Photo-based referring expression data

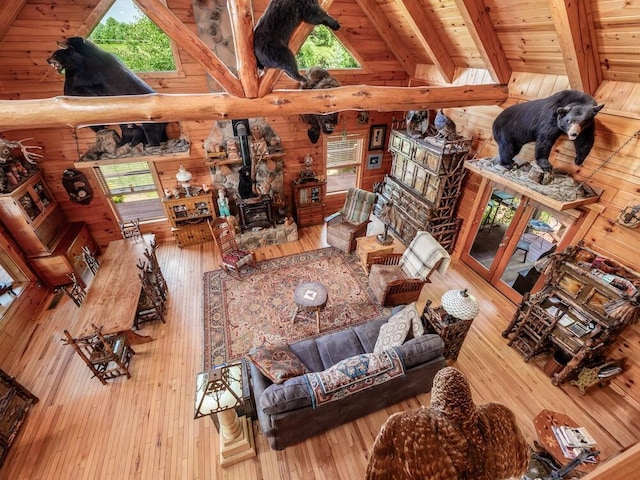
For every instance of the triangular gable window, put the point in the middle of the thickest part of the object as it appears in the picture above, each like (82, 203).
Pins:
(323, 48)
(129, 34)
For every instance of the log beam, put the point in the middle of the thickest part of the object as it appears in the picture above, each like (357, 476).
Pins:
(65, 111)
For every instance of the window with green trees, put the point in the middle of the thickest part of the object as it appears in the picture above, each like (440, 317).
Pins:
(322, 48)
(140, 44)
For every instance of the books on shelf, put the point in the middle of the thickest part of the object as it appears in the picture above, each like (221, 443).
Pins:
(572, 440)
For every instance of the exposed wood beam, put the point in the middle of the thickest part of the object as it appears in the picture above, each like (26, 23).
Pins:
(300, 34)
(423, 29)
(189, 41)
(386, 31)
(65, 111)
(478, 23)
(8, 13)
(241, 16)
(573, 22)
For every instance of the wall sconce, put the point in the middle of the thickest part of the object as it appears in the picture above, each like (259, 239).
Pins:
(184, 177)
(220, 391)
(630, 216)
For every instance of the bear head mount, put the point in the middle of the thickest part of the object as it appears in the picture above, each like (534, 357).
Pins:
(318, 78)
(543, 121)
(273, 32)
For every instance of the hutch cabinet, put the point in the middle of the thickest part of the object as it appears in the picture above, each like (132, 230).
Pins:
(188, 217)
(15, 402)
(308, 202)
(583, 307)
(37, 223)
(424, 186)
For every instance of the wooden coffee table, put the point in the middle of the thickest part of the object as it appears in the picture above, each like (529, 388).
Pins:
(310, 297)
(543, 423)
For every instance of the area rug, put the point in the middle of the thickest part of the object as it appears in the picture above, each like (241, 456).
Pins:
(241, 314)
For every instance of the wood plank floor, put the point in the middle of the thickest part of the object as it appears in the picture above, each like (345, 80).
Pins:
(143, 428)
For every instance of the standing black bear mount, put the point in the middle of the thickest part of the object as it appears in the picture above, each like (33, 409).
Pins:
(90, 71)
(274, 29)
(569, 112)
(319, 78)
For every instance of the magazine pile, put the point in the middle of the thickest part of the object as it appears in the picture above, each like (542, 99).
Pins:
(573, 440)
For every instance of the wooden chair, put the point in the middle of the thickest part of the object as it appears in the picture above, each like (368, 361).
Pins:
(90, 259)
(151, 304)
(351, 221)
(107, 356)
(233, 258)
(397, 279)
(131, 229)
(73, 290)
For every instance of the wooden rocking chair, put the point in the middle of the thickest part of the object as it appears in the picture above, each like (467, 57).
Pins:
(233, 258)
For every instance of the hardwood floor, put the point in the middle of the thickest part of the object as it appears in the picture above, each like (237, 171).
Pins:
(143, 427)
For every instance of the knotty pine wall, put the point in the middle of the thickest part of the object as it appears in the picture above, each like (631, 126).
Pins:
(619, 177)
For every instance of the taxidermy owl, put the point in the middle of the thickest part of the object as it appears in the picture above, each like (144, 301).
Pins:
(453, 439)
(445, 126)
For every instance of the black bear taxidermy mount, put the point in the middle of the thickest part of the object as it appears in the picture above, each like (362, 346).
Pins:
(92, 72)
(274, 29)
(319, 78)
(569, 112)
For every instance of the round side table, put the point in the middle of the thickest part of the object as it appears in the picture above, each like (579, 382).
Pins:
(310, 297)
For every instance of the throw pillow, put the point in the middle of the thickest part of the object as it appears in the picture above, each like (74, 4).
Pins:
(277, 362)
(394, 332)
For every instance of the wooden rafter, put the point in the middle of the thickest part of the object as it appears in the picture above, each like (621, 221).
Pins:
(424, 31)
(189, 41)
(479, 25)
(386, 31)
(79, 111)
(574, 23)
(300, 34)
(241, 16)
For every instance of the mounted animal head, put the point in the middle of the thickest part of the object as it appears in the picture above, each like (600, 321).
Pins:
(318, 78)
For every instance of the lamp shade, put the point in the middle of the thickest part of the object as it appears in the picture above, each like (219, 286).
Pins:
(218, 390)
(183, 175)
(459, 304)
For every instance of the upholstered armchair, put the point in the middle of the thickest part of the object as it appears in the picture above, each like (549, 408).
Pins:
(351, 222)
(397, 279)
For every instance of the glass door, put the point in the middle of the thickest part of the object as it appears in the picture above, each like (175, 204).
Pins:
(511, 234)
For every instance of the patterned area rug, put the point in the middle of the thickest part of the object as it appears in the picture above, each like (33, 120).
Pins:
(241, 314)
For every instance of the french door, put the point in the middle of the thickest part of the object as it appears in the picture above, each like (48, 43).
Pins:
(509, 234)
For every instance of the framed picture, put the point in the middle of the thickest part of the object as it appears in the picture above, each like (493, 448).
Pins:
(377, 134)
(374, 160)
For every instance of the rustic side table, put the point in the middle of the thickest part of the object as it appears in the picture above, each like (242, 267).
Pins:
(453, 333)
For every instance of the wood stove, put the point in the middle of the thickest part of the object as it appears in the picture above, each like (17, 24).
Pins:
(255, 212)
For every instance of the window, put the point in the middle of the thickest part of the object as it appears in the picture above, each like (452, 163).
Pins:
(131, 189)
(344, 160)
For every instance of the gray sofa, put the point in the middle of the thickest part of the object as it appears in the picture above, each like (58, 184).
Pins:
(285, 411)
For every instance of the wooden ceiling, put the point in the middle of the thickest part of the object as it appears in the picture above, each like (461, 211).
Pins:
(400, 43)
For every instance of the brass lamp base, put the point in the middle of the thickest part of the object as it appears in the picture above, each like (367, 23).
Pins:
(240, 445)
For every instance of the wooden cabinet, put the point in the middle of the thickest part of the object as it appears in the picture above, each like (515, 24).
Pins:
(424, 186)
(308, 202)
(15, 402)
(33, 216)
(580, 311)
(188, 217)
(66, 257)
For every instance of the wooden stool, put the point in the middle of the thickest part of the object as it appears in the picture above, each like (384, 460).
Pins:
(310, 297)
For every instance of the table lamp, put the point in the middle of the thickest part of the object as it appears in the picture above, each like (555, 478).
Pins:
(219, 391)
(459, 305)
(387, 216)
(184, 177)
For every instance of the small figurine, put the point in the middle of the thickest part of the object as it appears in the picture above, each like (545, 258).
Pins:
(223, 204)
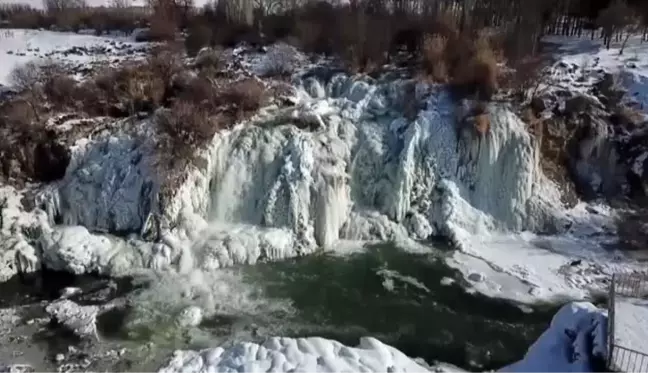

Aim of the task> Your response should be made up of the lines in the data that contain the word "black".

Solution>
For every instance of the standing black bear mount, put the point in the middle of the thickest part of the object as it appears in the picture above, each like (33, 409).
For every instance of the black bear taxidermy mount, put the point in the middle of the thickest part of the object as it appears in the picture above, each like (362, 346).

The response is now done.